- **Passage shown**:
Stroudsburg Area School District is a large, suburban/rural public school district located in the Poconos of northeast Pennsylvania. The headquarters are located on West Main Street in the Borough of Stroudsburg in Monroe County. Stroudsburg Area School District encompasses approximately . According to 2000 federal census data, it served a resident population of 30,713
. By 2010, the district's population increased to 36,502 people, by 2015 it had declined to 35,787. In 2009, the district residents' per capita income was $22,137, while the median family income was $56,546. In the Commonwealth, the median family income was $49,501 and the United States median family income was $49,445, in 2010. The district is one of the 500 public school districts of Pennsylvania.

According to the Pennsylvania Budget and Policy Center, 44.1% of the district's pupils lived at 185% or below the Federal Poverty Level as shown by their eligibility for the federal free or reduced price school meal programs in 2012. In 2013 the Pennsylvania Department of Education, reported that 60 students in the Stroudsburg Area School District were homeless.

- **Excerpted records**:
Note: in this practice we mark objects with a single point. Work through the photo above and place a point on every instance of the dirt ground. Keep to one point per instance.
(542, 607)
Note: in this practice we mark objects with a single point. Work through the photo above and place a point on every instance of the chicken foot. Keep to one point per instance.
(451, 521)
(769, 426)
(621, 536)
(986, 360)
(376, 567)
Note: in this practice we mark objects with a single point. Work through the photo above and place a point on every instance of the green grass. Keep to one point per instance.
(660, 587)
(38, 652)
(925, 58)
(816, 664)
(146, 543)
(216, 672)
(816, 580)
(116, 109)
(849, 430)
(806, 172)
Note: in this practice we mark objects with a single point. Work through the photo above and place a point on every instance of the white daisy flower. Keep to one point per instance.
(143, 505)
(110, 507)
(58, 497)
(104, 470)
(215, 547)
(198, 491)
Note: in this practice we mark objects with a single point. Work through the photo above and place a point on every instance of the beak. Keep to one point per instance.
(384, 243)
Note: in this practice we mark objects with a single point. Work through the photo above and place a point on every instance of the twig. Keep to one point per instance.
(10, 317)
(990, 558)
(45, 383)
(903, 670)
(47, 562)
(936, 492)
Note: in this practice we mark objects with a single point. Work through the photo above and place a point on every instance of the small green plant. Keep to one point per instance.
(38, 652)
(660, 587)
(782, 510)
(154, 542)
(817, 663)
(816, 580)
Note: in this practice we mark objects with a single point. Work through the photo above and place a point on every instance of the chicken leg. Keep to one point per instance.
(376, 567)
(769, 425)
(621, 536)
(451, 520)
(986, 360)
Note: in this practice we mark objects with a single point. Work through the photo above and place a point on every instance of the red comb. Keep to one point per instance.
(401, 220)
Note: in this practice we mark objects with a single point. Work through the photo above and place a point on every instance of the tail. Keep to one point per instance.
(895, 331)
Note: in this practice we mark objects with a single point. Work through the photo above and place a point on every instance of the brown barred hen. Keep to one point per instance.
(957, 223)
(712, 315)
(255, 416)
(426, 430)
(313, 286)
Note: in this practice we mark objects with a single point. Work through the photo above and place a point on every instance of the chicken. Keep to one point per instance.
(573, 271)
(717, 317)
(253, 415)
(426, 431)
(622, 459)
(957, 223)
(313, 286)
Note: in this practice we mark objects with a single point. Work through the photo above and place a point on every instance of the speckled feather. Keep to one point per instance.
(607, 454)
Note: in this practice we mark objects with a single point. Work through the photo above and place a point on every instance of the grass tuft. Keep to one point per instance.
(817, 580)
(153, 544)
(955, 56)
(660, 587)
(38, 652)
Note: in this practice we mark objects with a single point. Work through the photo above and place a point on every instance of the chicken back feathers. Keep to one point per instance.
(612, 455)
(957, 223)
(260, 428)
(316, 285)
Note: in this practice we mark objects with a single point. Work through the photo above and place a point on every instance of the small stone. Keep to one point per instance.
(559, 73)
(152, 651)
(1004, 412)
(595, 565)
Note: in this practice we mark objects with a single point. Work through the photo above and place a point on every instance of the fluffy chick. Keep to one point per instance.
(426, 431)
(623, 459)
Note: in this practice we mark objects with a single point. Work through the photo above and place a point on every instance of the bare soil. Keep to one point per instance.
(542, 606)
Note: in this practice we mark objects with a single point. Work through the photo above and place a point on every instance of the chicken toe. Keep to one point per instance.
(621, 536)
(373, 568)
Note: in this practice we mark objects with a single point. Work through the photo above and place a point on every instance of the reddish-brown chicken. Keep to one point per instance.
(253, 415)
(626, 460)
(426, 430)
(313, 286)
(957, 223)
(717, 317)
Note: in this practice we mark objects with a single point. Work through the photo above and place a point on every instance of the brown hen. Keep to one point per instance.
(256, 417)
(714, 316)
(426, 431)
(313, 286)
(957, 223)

- **Work to do**:
Answer these questions from the Stroudsburg Area School District text, one line each:
(a) What was the district's population in 2010?
(b) What was the median family income of district residents in 2009?
(c) How many students in the district did the Pennsylvania Department of Education report as homeless in 2013?

- **Written response**:
(a) 36,502 people
(b) $56,546
(c) 60 students